Rewrite the lines from the first one up to and including the line with "104,39 -> 247,59", changing "brown tiled roof" to "red tiled roof" and keeping everything else the same.
____
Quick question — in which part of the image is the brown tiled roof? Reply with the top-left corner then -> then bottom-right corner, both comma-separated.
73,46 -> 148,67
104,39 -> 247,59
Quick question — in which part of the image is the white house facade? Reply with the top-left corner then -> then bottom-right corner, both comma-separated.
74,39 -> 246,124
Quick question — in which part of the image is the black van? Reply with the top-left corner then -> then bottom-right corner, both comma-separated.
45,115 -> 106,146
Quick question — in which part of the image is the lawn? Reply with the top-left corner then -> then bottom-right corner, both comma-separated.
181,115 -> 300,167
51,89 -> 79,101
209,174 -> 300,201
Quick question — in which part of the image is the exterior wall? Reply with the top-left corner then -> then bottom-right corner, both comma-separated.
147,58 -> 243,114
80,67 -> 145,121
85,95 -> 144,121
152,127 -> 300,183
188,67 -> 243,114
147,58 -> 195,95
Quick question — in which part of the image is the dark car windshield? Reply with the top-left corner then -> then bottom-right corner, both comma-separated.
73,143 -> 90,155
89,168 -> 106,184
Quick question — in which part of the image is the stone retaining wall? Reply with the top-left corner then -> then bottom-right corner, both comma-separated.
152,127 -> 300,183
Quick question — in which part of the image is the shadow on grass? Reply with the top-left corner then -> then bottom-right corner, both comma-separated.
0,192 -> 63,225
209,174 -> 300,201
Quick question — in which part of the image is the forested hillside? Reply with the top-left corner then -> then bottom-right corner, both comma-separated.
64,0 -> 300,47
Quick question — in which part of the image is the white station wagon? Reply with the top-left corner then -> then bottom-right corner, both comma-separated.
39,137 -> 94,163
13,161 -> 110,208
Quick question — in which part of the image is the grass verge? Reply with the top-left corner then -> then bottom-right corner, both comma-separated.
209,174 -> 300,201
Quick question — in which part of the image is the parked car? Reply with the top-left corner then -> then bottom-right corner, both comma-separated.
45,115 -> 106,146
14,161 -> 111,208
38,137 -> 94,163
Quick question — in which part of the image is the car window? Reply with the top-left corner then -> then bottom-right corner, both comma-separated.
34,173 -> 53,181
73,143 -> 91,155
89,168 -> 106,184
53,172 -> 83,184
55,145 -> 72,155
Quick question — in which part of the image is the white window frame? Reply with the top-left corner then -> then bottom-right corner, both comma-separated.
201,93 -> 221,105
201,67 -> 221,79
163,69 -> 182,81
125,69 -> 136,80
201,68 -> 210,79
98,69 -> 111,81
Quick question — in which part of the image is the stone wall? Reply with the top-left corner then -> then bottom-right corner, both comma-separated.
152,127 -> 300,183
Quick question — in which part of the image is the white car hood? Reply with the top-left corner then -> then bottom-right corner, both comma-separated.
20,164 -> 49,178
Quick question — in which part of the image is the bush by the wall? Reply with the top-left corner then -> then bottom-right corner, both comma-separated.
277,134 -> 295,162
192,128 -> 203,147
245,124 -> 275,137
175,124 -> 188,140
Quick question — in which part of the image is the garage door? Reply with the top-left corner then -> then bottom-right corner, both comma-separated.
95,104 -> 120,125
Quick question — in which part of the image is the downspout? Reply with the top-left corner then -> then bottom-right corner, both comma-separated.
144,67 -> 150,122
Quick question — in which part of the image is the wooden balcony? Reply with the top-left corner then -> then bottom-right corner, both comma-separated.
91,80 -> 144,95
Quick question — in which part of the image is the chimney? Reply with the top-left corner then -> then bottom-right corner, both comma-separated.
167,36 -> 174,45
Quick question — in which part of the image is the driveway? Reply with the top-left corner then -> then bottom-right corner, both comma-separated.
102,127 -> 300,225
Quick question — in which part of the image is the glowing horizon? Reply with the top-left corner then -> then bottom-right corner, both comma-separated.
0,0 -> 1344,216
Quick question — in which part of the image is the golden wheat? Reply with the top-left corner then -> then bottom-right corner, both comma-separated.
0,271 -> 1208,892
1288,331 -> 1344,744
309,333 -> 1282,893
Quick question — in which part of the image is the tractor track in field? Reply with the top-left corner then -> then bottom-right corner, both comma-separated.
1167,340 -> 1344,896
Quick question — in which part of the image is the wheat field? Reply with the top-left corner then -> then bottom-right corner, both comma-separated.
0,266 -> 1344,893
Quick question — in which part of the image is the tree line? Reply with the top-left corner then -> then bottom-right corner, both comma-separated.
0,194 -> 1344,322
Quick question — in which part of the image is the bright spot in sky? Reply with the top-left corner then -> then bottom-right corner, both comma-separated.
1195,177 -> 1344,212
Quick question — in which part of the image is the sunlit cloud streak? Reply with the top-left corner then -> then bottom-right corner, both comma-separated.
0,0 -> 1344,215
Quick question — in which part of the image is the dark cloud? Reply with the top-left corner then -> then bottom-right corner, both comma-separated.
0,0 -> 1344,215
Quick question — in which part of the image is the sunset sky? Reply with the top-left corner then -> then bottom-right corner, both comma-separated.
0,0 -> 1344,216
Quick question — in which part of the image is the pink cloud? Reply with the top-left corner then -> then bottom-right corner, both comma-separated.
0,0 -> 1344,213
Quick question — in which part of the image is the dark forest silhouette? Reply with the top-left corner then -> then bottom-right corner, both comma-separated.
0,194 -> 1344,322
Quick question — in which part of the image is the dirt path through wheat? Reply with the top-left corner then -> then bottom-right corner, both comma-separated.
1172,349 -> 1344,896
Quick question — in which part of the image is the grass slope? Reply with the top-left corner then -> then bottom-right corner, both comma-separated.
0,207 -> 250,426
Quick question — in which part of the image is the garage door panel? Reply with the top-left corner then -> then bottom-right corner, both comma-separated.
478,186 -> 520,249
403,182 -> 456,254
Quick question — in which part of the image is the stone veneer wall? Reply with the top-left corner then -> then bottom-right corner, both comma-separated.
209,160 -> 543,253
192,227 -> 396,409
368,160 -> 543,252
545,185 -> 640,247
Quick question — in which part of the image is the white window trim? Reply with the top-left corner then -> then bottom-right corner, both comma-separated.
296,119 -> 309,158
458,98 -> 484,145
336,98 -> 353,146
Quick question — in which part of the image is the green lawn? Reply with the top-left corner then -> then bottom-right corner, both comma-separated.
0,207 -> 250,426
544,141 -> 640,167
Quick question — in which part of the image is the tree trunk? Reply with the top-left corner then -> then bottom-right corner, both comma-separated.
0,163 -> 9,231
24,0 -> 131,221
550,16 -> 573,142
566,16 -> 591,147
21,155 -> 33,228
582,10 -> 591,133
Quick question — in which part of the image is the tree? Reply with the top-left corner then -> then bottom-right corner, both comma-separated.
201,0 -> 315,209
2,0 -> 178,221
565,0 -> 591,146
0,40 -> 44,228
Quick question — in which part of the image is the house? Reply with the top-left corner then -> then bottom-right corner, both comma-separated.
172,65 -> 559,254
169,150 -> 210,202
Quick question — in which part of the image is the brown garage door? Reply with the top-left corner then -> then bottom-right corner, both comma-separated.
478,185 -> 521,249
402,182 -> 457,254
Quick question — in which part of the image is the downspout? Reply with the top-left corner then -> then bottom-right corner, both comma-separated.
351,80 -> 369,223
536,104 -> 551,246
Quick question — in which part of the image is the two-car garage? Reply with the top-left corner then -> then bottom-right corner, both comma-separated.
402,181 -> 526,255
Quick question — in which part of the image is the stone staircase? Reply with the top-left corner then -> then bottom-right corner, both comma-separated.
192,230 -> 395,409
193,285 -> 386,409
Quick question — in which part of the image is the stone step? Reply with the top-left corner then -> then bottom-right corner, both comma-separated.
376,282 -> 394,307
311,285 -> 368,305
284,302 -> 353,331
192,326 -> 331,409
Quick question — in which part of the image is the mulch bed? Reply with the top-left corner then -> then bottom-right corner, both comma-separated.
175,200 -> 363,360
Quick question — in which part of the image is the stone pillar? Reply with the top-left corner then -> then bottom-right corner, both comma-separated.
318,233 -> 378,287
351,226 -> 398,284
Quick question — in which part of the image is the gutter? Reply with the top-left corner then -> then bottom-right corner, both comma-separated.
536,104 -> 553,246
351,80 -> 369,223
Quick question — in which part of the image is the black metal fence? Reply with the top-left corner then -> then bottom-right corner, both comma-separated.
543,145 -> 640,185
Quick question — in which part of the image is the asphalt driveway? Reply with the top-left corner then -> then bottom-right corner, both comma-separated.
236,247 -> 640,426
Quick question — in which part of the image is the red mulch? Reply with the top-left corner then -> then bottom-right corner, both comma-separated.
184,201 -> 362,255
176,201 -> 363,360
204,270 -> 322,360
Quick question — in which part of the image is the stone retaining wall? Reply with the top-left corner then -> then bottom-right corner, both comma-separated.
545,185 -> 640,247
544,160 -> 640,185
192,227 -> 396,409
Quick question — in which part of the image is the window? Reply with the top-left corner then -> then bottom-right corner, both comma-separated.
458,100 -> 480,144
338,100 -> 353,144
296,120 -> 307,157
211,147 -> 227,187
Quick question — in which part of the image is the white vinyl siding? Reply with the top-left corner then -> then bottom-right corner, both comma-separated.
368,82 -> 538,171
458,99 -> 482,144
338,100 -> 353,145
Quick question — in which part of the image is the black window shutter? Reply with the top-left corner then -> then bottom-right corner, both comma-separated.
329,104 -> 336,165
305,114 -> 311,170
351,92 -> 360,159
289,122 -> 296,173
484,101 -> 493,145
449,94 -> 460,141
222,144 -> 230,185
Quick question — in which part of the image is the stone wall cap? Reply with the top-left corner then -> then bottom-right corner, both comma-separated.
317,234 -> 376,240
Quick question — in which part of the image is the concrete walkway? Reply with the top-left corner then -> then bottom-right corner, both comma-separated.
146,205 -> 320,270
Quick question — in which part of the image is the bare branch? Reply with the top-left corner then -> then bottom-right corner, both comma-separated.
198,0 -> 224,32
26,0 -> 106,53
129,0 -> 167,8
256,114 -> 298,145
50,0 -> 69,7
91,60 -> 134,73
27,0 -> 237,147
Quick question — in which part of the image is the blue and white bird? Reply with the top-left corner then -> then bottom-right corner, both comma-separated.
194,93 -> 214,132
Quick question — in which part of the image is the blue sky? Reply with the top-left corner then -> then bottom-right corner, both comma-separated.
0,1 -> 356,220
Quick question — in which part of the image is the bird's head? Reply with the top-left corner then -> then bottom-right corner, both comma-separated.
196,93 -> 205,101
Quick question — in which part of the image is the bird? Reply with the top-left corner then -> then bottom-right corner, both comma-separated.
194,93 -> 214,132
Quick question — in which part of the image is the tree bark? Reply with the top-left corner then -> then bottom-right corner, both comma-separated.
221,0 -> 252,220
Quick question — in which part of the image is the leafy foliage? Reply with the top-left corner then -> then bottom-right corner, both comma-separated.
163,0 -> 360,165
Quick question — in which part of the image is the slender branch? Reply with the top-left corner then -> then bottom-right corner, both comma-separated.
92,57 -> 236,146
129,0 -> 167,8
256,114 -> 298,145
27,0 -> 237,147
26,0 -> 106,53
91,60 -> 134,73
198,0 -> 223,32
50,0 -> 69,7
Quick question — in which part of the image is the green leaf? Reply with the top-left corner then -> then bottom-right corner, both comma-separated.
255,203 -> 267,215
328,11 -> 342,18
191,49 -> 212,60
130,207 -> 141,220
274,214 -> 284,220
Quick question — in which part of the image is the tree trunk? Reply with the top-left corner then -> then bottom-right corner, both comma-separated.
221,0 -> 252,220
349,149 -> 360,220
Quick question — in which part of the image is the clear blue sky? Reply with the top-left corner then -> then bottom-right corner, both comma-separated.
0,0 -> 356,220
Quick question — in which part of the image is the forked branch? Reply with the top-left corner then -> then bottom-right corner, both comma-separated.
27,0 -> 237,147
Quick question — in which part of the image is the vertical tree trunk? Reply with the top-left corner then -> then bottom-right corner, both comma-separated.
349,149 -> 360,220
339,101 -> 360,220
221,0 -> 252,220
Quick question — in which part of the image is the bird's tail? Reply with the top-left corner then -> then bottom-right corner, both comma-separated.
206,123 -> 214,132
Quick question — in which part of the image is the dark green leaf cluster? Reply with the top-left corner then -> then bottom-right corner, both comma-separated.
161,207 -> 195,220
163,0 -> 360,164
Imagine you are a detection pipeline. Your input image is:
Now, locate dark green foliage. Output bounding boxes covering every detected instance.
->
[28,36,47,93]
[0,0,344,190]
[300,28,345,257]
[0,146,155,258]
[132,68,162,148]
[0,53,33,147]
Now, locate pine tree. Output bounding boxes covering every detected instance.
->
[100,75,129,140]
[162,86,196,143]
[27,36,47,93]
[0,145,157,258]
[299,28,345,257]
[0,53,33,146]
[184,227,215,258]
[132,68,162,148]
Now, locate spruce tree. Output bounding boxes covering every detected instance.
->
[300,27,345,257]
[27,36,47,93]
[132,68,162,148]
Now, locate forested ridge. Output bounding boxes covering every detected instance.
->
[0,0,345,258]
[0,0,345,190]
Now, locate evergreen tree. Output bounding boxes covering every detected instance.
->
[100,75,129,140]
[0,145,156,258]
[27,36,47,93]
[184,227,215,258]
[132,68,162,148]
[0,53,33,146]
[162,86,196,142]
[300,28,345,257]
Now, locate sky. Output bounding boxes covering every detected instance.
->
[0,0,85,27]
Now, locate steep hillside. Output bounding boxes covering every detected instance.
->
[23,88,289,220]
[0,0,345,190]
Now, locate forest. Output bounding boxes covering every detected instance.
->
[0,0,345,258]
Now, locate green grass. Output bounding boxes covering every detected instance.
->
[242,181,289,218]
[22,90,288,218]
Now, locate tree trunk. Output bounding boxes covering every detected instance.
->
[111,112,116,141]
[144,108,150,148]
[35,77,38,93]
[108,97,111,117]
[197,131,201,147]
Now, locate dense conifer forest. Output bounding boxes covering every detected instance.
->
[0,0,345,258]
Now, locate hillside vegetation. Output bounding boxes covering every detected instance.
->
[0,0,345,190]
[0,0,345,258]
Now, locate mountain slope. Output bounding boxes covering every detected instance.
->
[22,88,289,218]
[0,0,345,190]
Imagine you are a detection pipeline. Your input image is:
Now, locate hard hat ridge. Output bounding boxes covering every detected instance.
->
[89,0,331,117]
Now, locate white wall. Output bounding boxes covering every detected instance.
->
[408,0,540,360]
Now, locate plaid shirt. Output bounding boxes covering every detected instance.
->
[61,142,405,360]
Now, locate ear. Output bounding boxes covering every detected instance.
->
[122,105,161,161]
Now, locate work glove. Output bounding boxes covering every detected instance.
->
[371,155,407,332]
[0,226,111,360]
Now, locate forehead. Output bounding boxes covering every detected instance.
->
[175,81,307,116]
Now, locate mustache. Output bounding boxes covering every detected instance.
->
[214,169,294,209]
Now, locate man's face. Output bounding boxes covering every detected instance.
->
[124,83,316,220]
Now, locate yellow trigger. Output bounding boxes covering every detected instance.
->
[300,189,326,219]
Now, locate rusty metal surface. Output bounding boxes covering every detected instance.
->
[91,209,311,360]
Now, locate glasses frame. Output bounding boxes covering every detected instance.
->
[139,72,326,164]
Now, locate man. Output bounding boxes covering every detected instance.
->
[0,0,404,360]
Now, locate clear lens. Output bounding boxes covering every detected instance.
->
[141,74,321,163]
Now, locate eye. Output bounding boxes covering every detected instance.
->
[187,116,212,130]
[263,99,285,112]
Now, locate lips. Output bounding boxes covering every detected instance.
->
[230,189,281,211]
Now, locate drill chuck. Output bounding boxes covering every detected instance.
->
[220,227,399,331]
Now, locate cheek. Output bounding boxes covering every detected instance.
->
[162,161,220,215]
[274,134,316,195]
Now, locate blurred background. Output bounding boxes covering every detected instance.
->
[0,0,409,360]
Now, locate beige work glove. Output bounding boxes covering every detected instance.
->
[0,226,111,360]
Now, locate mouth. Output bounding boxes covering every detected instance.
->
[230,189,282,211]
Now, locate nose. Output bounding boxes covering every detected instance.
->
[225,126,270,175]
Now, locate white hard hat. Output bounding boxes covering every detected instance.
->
____
## Response to this exercise:
Quick question — in which part of the image is the red tiled roof? Reply with the top-left corner then -> then bottom-right corner, both comma-separated.
73,46 -> 148,67
104,39 -> 247,59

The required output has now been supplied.